CONSIGNE » Dans l'extrait sur la journée organisée à l'INSA de Rennes, recopiez fidèlement tout ce qui va de « La journée du » jusqu'à « sont des filles. ».

EXTRAIT À LIRE »

*****

La journée du 27 février organisée par l'INSA et le rectorat en partenariat avec trois entreprises (ATOS, Orange et Eurovia-Vinci) avait un double objectif : faire prendre conscience aux futures bachelières qu'elles ont leur place dans les métiers d'ingénieur-e et à travers les exemples concrets d'entreprises leur montrer les emplois auxquels elles pourraient prétendre mais aussi leur présenter les formations proposées par l'INSA de Rennes qui souhaite augmenter la féminisation de ses effectifs. Pour l'année 2014, sur les 1700 étudiants en formation, à peine 25% sont des filles.
De Saint-Malo à Vannes, de Lanester à Dinan ou Ploermel en passant par Brest et Bruz, les lycéennes sont venues remplir l'amphi D de l'INSA plus habitué donc à un public largement masculin. Fabienne Nouvel, chargée de mission égalité/diversité de l'INSA, se réjouit de cette « première journée d'une telle ampleur en France » et rappelle le maître-mot de la journée : oser.

*****

Extraits d'un jeu de données d'annotation par points:
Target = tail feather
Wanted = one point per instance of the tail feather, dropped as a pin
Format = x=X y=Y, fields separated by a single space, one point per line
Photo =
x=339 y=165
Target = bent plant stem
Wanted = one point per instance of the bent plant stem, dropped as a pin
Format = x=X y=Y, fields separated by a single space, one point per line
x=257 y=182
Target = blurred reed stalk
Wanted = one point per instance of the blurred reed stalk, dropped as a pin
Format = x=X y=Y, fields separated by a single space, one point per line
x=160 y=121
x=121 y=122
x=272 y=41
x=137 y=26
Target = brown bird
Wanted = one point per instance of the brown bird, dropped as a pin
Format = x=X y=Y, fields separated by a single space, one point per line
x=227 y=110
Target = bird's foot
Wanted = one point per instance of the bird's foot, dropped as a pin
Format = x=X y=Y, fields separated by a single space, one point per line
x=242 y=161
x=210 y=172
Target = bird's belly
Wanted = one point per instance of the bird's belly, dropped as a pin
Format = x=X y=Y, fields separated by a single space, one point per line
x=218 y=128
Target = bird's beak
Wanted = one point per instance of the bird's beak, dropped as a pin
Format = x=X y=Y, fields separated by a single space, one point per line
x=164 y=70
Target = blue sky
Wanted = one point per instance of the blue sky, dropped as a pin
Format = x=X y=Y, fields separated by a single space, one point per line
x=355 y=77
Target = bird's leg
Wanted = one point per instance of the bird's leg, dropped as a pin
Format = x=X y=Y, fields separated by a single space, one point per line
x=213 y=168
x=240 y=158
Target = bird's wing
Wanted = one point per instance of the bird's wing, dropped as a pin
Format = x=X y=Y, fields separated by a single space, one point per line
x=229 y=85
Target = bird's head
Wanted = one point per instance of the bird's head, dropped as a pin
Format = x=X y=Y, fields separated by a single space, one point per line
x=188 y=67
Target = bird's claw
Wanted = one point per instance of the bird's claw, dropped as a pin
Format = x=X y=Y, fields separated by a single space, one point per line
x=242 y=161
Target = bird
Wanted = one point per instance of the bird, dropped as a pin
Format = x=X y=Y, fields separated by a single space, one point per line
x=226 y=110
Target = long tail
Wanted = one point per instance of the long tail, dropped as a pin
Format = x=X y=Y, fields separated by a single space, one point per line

*****

SOLUTION COMPLÈTE »
La journée du 27 février organisée par l'INSA et le rectorat en partenariat avec trois entreprises (ATOS, Orange et Eurovia-Vinci) avait un double objectif : faire prendre conscience aux futures bachelières qu'elles ont leur place dans les métiers d'ingénieur-e et à travers les exemples concrets d'entreprises leur montrer les emplois auxquels elles pourraient prétendre mais aussi leur présenter les formations proposées par l'INSA de Rennes qui souhaite augmenter la féminisation de ses effectifs. Pour l'année 2014, sur les 1700 étudiants en formation, à peine 25% sont des filles.